TEXT >>
Start

Data Cleaning in ML: Garbage In, Garbage Out

The saying “Garbage In, Garbage Out” should become your mantra if you want to build accurate machine learning models that find real-world applications.

Quality data beats even the most sophisticated algorithms. Without clean data, your models will deliver misleading results and seriously harm your decision-making processes.

Why Learn How to Clean Data with Python?

Data Cleaning is a very crucial first step in any machine learning project. Data scientists spend 80% of their time cleaning data and only 20% of their time doing analysis. Learn some of the most common techniques for getting your data ready to analyze.

Data Cleaning

Data cleaning involves different techniques based on the problem and the data type. Different methods can be applied with each having its own trade-offs. Overall, incorrect data is either removed, corrected, or imputed.

Irrelevant data

Irrelevant data are those that are not actually needed, and don’t fit under the context of the problem we’re trying to solve. If you are sure that a piece of data is unimportant, you may drop it. Otherwise, you should ask someone who is a domain expert to explore the features before eliminating any data. You never know, a feature that seems irrelevant, could be very relevant from a domain perspective.

End

RECORDS PROVIDED >>
Start

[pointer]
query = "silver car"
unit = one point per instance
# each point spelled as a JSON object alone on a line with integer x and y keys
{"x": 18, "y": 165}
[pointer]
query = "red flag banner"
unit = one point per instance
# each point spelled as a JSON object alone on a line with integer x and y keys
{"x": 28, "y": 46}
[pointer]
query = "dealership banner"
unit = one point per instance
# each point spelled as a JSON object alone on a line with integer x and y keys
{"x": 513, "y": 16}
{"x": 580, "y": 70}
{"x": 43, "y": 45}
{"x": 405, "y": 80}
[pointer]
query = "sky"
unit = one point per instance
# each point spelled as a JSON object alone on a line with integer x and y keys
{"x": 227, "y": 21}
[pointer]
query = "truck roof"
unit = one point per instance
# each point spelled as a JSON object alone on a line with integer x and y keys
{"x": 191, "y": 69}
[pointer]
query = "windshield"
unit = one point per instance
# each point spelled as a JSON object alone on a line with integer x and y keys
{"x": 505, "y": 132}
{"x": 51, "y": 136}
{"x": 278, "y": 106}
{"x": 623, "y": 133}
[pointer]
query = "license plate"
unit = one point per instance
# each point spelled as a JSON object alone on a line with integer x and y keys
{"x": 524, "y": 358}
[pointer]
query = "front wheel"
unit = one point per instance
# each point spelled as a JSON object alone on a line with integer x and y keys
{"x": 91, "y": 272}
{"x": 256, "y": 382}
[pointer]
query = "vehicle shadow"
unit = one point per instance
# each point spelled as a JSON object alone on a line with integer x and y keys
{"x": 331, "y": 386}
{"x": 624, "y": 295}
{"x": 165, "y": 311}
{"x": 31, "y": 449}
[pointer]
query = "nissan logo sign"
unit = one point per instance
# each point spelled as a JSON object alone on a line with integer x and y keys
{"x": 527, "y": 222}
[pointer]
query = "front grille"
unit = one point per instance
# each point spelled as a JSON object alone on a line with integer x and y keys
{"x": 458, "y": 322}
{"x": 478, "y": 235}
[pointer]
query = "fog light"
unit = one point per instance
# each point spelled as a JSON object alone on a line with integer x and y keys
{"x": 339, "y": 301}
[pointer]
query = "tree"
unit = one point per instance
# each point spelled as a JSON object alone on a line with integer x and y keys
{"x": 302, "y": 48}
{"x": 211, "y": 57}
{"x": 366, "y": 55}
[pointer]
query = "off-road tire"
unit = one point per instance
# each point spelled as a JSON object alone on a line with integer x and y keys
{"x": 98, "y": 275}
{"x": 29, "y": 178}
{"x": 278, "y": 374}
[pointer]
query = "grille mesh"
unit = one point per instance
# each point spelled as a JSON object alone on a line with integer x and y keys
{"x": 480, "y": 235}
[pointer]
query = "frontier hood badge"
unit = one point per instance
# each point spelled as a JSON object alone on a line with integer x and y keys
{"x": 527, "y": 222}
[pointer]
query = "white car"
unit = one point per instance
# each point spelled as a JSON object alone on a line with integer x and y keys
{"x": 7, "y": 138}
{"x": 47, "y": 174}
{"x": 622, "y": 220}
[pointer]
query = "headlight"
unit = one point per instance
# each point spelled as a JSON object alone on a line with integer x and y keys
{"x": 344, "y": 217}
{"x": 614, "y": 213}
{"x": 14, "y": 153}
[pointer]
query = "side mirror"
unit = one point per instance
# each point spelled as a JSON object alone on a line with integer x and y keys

End

Return everything in the article above from "Data Cleaning is a" down to "ready to analyze.", copied word for word.

Data Cleaning is a very crucial first step in any machine learning project. Data scientists spend 80% of their time cleaning data and only 20% of their time doing analysis. Learn some of the most common techniques for getting your data ready to analyze.